What is expected: Reproduce the listing verbatim through the line with "Target: street light pole".

┄┄┄┄┄┄┄┄┄┄┄┄┄┄┄┄┄┄┄┄

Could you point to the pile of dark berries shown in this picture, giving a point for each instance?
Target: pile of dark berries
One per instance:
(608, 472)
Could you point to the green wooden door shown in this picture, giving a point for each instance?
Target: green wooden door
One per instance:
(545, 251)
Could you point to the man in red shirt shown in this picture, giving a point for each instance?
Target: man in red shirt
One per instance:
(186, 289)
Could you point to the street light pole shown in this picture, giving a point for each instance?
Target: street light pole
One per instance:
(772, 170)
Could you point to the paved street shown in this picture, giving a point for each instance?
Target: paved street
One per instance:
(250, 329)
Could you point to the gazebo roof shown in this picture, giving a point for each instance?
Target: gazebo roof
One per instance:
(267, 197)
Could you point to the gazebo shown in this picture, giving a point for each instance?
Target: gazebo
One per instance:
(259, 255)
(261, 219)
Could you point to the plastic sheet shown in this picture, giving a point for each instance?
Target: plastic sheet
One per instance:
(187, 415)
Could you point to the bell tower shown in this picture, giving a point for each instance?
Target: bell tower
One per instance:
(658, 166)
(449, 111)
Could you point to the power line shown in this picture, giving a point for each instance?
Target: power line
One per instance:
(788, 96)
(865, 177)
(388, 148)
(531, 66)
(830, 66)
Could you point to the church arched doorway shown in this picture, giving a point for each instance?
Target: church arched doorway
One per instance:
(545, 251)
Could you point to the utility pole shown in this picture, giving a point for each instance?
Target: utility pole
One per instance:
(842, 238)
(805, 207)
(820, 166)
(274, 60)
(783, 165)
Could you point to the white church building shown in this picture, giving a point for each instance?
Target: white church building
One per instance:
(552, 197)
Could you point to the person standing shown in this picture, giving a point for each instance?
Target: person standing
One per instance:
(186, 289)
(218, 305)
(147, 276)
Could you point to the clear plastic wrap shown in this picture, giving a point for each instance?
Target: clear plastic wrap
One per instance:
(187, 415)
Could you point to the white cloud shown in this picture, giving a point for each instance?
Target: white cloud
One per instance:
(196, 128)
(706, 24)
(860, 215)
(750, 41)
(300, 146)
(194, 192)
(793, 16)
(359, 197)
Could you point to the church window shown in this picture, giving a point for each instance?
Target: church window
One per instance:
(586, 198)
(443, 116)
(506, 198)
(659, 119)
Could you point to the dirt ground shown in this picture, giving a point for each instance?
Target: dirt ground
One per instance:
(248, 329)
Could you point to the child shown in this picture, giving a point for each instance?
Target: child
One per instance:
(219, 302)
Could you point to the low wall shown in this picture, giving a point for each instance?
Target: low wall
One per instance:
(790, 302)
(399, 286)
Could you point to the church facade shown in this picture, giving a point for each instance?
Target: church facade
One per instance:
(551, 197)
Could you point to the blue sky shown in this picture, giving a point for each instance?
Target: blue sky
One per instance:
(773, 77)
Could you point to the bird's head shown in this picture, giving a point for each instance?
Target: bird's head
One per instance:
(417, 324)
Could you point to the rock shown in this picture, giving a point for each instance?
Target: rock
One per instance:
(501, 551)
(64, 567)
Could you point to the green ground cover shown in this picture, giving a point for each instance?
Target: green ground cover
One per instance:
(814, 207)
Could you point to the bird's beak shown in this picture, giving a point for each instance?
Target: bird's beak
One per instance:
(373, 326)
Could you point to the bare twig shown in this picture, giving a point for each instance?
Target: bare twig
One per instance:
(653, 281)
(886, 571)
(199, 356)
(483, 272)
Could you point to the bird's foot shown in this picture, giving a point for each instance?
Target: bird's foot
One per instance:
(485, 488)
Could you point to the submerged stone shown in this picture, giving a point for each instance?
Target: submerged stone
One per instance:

┄┄┄┄┄┄┄┄┄┄┄┄┄┄┄┄┄┄┄┄

Solution for this exercise:
Could you point to the pile of dark berries shown in this picture, giving a point for each instance?
Target: pile of dark berries
One per instance:
(608, 472)
Could you point to the green wooden door shown in this picture, giving a point for each instance?
Target: green wooden door
One per instance:
(545, 251)
Could you point to the man in red shirt shown in this picture, giving a point for each instance?
Target: man in red shirt
One per instance:
(186, 289)
Could you point to the street light pole shown in this picture, giving a point for each instance?
Target: street light pole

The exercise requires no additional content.